### Exercise data ###

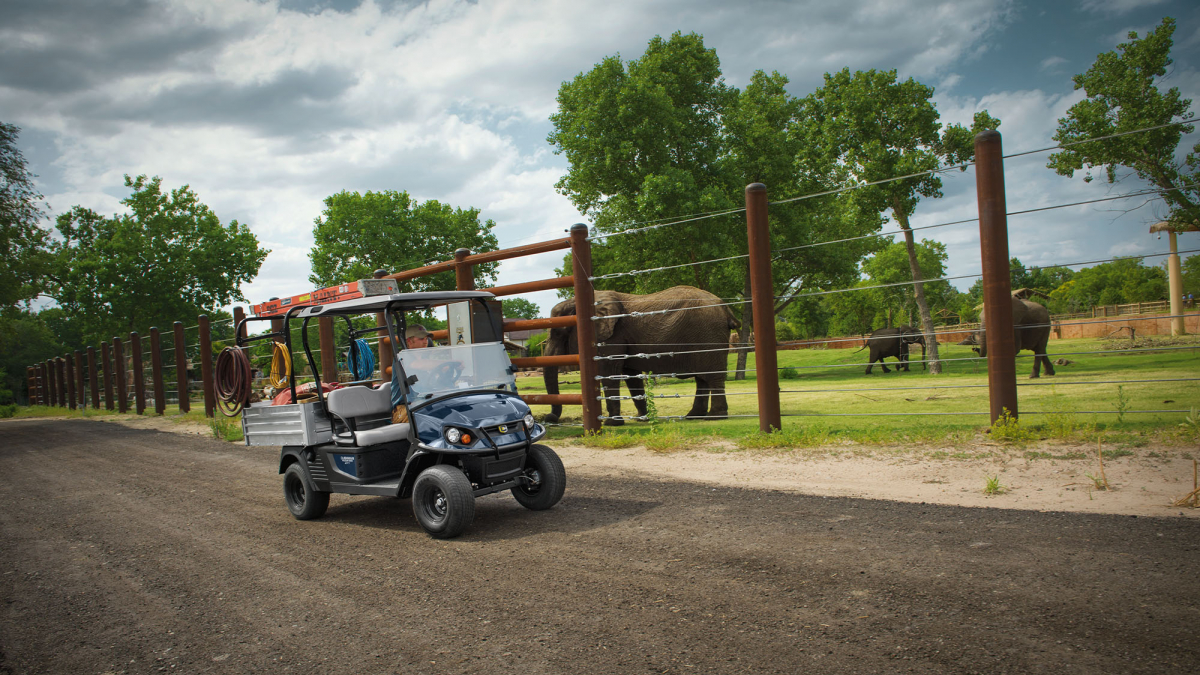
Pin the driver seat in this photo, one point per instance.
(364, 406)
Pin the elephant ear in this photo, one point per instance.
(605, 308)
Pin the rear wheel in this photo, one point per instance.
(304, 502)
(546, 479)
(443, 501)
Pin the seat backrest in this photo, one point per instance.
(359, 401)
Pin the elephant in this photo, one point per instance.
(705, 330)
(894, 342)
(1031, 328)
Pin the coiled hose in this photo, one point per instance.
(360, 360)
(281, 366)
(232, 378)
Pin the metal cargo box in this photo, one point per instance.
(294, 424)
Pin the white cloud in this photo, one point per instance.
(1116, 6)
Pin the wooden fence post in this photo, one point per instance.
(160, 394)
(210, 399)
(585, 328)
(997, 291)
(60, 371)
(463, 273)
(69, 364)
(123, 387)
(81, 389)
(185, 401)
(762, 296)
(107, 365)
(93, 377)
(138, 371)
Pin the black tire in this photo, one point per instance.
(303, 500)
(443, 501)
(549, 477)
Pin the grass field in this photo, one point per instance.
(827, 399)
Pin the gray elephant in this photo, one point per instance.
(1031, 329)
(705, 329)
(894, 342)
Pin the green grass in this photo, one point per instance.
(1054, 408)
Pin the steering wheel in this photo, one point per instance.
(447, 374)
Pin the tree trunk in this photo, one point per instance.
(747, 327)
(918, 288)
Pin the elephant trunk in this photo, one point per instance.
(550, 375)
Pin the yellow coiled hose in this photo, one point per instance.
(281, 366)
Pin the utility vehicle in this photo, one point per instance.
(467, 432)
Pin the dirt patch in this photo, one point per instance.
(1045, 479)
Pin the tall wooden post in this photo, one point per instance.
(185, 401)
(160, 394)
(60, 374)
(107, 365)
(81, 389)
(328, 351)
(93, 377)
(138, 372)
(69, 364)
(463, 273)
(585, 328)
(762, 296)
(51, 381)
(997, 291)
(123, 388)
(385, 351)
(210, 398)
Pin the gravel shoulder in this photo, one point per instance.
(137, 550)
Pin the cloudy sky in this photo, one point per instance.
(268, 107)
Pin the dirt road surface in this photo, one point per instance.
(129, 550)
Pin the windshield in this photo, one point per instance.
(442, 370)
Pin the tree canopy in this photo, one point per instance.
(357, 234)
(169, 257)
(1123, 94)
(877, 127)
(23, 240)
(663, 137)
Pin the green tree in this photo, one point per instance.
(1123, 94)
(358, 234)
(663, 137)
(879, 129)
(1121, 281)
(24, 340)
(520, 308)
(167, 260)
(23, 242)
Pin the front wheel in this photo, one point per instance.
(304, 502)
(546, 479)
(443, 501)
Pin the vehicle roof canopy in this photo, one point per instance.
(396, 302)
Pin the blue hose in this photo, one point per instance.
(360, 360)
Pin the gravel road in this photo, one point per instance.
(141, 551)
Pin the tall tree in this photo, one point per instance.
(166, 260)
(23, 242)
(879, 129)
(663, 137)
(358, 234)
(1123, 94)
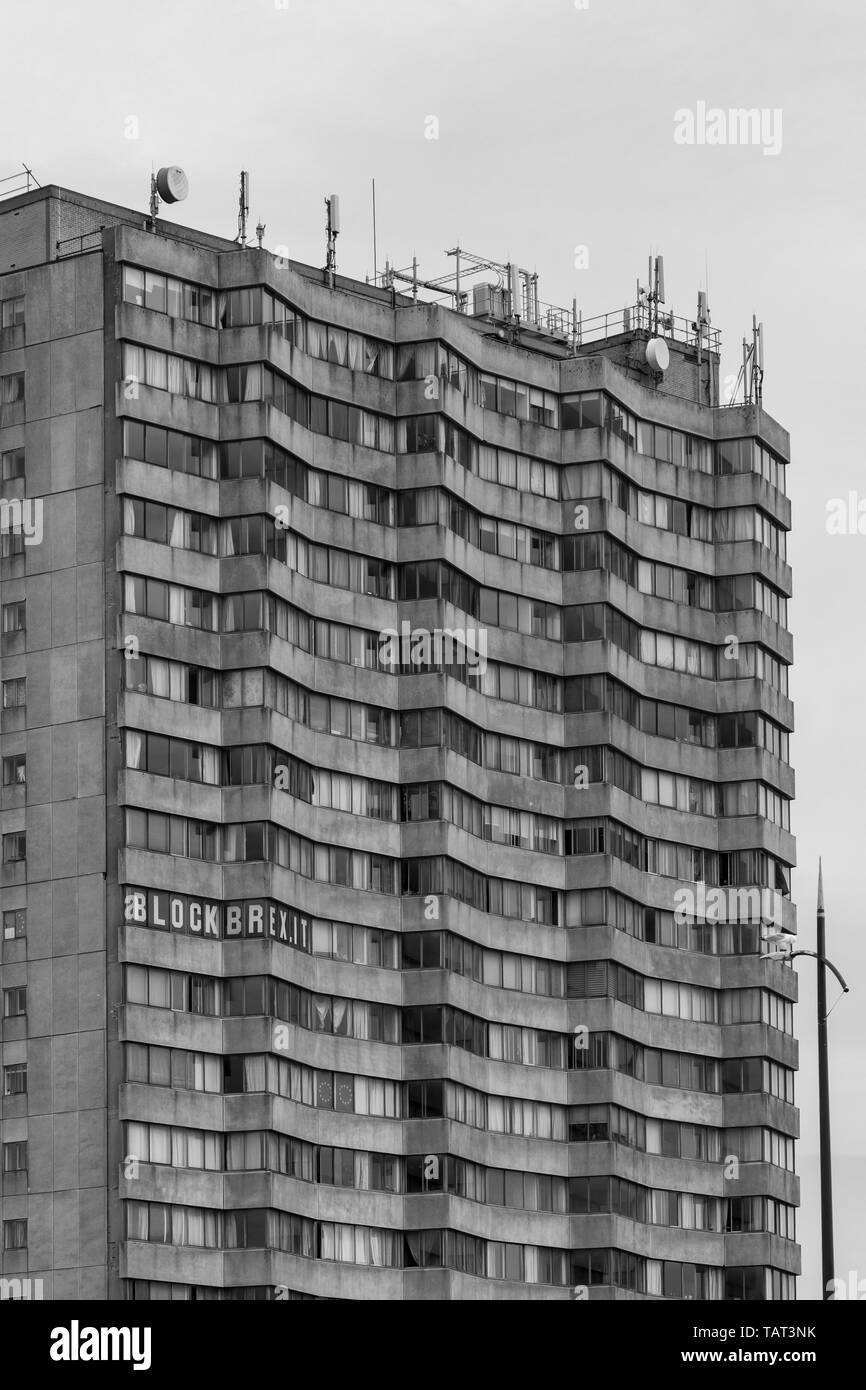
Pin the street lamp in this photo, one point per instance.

###

— Challenge —
Write out every line of the material above as a numbered list, skipping any blank lines and leaving out the pictures.

— Correct response —
1. Pin the driver seat in this photo, one point per instance.
2. (364, 406)
3. Pin the elephant ear in this photo, one point per instance.
4. (605, 308)
5. Pin the rear wheel in this photo, one point per instance.
6. (304, 502)
7. (546, 479)
8. (443, 501)
9. Pin the seat backrest in this photo, one point per instance.
10. (359, 401)
11. Pin the elephant in this photo, one point per instance.
12. (705, 330)
13. (894, 342)
14. (1031, 328)
15. Pin the coiled hose in this photo, one point per instance.
16. (360, 360)
17. (281, 366)
18. (232, 378)
19. Pin the metal cargo box in this photo, one point per instance.
20. (294, 424)
21. Pin the white cloud in this photo, one point per instance.
22. (1116, 6)
23. Pin the wooden fence post in this photo, one point per instance.
24. (160, 394)
25. (210, 399)
26. (585, 328)
27. (997, 291)
28. (60, 371)
29. (463, 273)
30. (69, 364)
31. (123, 387)
32. (81, 389)
33. (185, 401)
34. (762, 296)
35. (107, 365)
36. (93, 377)
37. (138, 371)
38. Pin the black tire in this photo, one point per instance.
39. (303, 500)
40. (443, 501)
41. (549, 477)
42. Pin the grass field in this photo, one point per instance.
43. (827, 399)
44. Pin the gray elephant in this photo, one point per instance.
45. (1031, 329)
46. (705, 329)
47. (894, 342)
48. Pin the green grass in this photo, one point per instance.
49. (1054, 408)
50. Pin the steering wheel in this photo, one point per instance.
51. (447, 374)
52. Pin the tree trunk in this photo, one point per instance.
53. (747, 327)
54. (918, 288)
55. Pin the elephant trunk in this photo, one point per instance.
56. (550, 375)
57. Pin the yellow coiled hose in this photo, one point per instance.
58. (281, 366)
59. Pin the utility vehicle in this photo, one point per instance.
60. (467, 432)
61. Pin the dirt patch in this photo, one point per instance.
62. (1045, 479)
63. Pin the tall wooden post in this photo, one point per instance.
64. (185, 401)
65. (160, 394)
66. (60, 374)
67. (107, 365)
68. (81, 389)
69. (328, 351)
70. (93, 377)
71. (138, 372)
72. (69, 364)
73. (463, 273)
74. (585, 328)
75. (762, 296)
76. (51, 381)
77. (997, 291)
78. (123, 388)
79. (385, 351)
80. (210, 398)
81. Pin the gravel shoulder in this photo, one point per instance.
82. (137, 550)
83. Pin the cloudy sky in this photo, one point per instance.
84. (268, 107)
85. Pin the dirt road surface in this photo, one point per instance.
86. (129, 550)
87. Pin the windshield in this photo, one point per instance.
88. (442, 370)
89. Pin the tree canopy in this photo, one point per instance.
90. (357, 234)
91. (169, 257)
92. (1123, 94)
93. (877, 127)
94. (23, 240)
95. (663, 137)
96. Pin the green tree in this photo, one point per instance.
97. (1123, 94)
98. (358, 234)
99. (663, 137)
100. (879, 129)
101. (1121, 281)
102. (24, 340)
103. (520, 308)
104. (167, 260)
105. (23, 242)
106. Pin the front wheel in this photo, one point per instance.
107. (304, 502)
108. (546, 479)
109. (443, 501)
110. Pin the vehicle roof canopy in this photo, one point per instance.
111. (396, 302)
112. Pin the blue hose in this photo, one point per instance.
113. (360, 360)
114. Pin the gravel road in this photo, one point per instance.
115. (141, 551)
116. Pin the tall tree in this photo, one point per instance.
117. (166, 260)
118. (23, 242)
119. (879, 129)
120. (663, 137)
121. (358, 234)
122. (1123, 94)
123. Pin the street lamp in this photo, one point per instance.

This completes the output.